**Your instructions:**
Recast every line of the items below as a Markdown table with two columns, Row and Content. Number the nonblank lines in order and leave out any blank lines.

**Dataset:**
╔══

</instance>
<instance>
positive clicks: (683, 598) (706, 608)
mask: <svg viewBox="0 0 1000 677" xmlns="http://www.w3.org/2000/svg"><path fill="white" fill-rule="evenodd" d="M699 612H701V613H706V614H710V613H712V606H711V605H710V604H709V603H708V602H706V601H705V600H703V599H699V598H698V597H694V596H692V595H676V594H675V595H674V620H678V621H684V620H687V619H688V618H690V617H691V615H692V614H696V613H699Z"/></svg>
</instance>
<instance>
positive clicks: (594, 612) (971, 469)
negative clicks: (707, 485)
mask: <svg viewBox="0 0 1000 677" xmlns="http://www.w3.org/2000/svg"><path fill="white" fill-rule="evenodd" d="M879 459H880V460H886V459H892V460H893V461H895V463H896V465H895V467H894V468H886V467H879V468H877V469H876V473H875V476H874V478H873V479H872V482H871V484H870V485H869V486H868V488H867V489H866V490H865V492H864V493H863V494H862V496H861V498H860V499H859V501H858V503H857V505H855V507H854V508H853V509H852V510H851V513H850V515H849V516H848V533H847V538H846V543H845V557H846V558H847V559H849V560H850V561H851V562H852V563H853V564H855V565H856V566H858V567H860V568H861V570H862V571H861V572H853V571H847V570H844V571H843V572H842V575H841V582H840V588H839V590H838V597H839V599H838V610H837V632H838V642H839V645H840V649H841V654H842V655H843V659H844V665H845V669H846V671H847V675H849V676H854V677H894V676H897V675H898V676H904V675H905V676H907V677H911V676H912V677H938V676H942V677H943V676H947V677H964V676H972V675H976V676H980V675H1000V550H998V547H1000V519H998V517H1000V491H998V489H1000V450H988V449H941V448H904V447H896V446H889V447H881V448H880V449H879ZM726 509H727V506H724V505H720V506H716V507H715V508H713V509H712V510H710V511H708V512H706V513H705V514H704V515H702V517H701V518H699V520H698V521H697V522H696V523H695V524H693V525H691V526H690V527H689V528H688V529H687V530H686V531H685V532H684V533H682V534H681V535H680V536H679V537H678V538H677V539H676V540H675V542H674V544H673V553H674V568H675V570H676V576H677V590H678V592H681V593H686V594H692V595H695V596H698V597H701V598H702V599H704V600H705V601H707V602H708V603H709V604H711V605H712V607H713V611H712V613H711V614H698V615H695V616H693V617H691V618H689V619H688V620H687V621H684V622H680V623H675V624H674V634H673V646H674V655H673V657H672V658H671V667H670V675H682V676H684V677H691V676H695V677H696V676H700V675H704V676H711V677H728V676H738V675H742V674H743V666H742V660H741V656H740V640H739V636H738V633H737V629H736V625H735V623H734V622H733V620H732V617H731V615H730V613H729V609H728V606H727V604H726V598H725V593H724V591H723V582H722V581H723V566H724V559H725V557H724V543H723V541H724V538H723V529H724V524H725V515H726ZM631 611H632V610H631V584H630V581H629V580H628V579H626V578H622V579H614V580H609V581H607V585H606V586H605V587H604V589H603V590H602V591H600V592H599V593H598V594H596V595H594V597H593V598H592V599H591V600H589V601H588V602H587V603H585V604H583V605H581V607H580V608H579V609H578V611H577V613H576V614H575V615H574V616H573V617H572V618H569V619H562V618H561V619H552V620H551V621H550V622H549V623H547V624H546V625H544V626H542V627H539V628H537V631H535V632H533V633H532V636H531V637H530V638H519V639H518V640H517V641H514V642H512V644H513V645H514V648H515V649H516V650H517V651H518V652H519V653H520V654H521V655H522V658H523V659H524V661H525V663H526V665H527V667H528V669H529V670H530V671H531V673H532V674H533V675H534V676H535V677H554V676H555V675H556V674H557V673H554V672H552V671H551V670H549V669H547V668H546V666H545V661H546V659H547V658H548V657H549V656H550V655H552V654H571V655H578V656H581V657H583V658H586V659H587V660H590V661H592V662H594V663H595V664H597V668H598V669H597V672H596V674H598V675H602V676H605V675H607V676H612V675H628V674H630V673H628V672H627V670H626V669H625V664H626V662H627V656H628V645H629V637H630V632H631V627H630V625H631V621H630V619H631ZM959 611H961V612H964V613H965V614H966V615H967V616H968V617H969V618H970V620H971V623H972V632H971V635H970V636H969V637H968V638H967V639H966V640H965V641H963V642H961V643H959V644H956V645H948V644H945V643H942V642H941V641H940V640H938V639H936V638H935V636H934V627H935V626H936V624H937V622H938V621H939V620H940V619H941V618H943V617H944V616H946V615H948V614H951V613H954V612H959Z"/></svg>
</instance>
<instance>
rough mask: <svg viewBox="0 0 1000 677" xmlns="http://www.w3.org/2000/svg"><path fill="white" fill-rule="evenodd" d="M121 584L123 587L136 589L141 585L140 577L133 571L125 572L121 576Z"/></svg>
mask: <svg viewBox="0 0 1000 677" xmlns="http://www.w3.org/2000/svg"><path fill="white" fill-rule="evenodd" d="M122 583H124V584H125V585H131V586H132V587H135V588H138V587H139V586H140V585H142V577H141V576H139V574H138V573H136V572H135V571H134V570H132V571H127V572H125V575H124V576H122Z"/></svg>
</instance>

╚══

**Written answer:**
| Row | Content |
|---|---|
| 1 | </instance> |
| 2 | <instance> |
| 3 | positive clicks: (683, 598) (706, 608) |
| 4 | mask: <svg viewBox="0 0 1000 677" xmlns="http://www.w3.org/2000/svg"><path fill="white" fill-rule="evenodd" d="M699 612H701V613H706V614H710V613H712V606H711V605H710V604H709V603H708V602H706V601H705V600H703V599H699V598H698V597H694V596H692V595H676V594H675V595H674V620H678V621H684V620H687V619H688V618H690V617H691V615H692V614H696V613H699Z"/></svg> |
| 5 | </instance> |
| 6 | <instance> |
| 7 | positive clicks: (594, 612) (971, 469) |
| 8 | negative clicks: (707, 485) |
| 9 | mask: <svg viewBox="0 0 1000 677" xmlns="http://www.w3.org/2000/svg"><path fill="white" fill-rule="evenodd" d="M879 459H880V460H886V459H892V460H893V461H895V463H896V465H895V467H894V468H886V467H879V468H877V469H876V473H875V476H874V478H873V479H872V482H871V484H870V485H869V486H868V488H867V489H866V490H865V492H864V493H863V494H862V496H861V498H860V499H859V501H858V503H857V505H855V507H854V508H853V509H852V510H851V513H850V515H849V516H848V533H847V538H846V543H845V557H846V558H847V559H849V560H850V561H851V562H852V563H853V564H855V565H856V566H858V567H860V568H861V570H862V571H861V572H853V571H847V570H844V571H843V572H842V575H841V582H840V588H839V590H838V597H839V599H838V610H837V632H838V642H839V645H840V649H841V654H842V655H843V659H844V665H845V669H846V671H847V675H849V676H854V677H894V676H897V675H898V676H904V675H905V676H907V677H911V676H912V677H938V676H942V677H943V676H947V677H964V676H972V675H976V676H980V675H1000V550H998V547H1000V519H998V517H1000V491H998V489H1000V450H988V449H941V448H904V447H896V446H889V447H881V448H880V449H879ZM726 509H727V506H724V505H720V506H716V507H715V508H713V509H712V510H710V511H708V512H706V513H705V514H704V515H702V517H701V518H699V520H698V521H697V522H696V523H695V524H693V525H691V526H690V527H689V528H688V529H687V530H686V531H685V532H684V533H682V534H681V535H680V536H679V537H678V538H677V539H676V540H675V542H674V544H673V553H674V568H675V570H676V576H677V590H678V592H681V593H686V594H692V595H695V596H698V597H701V598H702V599H704V600H705V601H707V602H708V603H709V604H711V605H712V607H713V611H712V613H711V614H698V615H695V616H693V617H691V618H689V619H688V620H687V621H684V622H680V623H675V624H674V634H673V646H674V655H673V657H672V658H671V667H670V675H682V676H684V677H691V676H695V677H696V676H700V675H704V676H711V677H728V676H738V675H742V674H743V666H742V660H741V656H740V640H739V636H738V633H737V629H736V625H735V623H734V622H733V620H732V617H731V615H730V613H729V609H728V606H727V604H726V598H725V593H724V591H723V582H722V581H723V566H724V559H725V557H724V543H723V541H724V538H723V529H724V524H725V515H726ZM631 611H632V610H631V584H630V581H629V580H628V579H626V578H622V579H614V580H609V581H607V585H606V586H605V587H604V589H603V590H602V591H600V592H599V593H598V594H596V595H594V597H593V598H592V599H591V600H589V601H588V602H587V603H585V604H583V605H581V607H580V608H579V609H578V611H577V613H576V614H575V615H574V616H573V617H572V618H569V619H562V618H561V619H552V620H551V621H550V622H549V623H547V624H546V625H544V626H542V627H539V628H537V631H535V632H533V633H532V636H531V637H530V638H519V639H518V640H517V641H514V642H512V644H513V645H514V648H515V649H516V650H517V651H518V652H519V653H520V654H521V655H522V658H523V659H524V661H525V663H526V665H527V667H528V669H529V670H530V671H531V673H532V674H533V675H534V676H535V677H554V676H555V675H556V674H557V673H554V672H552V671H551V670H549V669H547V668H546V666H545V661H546V659H547V658H548V657H549V656H550V655H552V654H571V655H578V656H581V657H583V658H586V659H587V660H590V661H592V662H594V663H595V664H597V668H598V669H597V672H596V674H598V675H602V676H605V675H607V676H612V675H628V674H630V673H628V672H627V670H626V669H625V664H626V662H627V656H628V645H629V637H630V632H631V627H630V625H631V621H630V619H631ZM959 611H961V612H964V613H965V614H966V615H967V616H968V617H969V618H970V620H971V623H972V632H971V635H970V636H969V637H968V638H967V639H966V640H965V641H963V642H961V643H959V644H956V645H948V644H945V643H942V642H941V641H940V640H938V639H936V638H935V636H934V627H935V626H936V624H937V622H938V621H939V620H940V619H941V618H943V617H944V616H946V615H948V614H951V613H954V612H959Z"/></svg> |
| 10 | </instance> |
| 11 | <instance> |
| 12 | rough mask: <svg viewBox="0 0 1000 677" xmlns="http://www.w3.org/2000/svg"><path fill="white" fill-rule="evenodd" d="M121 584L123 587L136 589L141 585L140 577L133 571L125 572L121 576Z"/></svg> |
| 13 | mask: <svg viewBox="0 0 1000 677" xmlns="http://www.w3.org/2000/svg"><path fill="white" fill-rule="evenodd" d="M122 583H124V584H125V585H131V586H132V587H135V588H138V587H139V586H140V585H142V577H141V576H139V574H138V573H136V572H135V571H134V570H132V571H127V572H125V575H124V576H122Z"/></svg> |
| 14 | </instance> |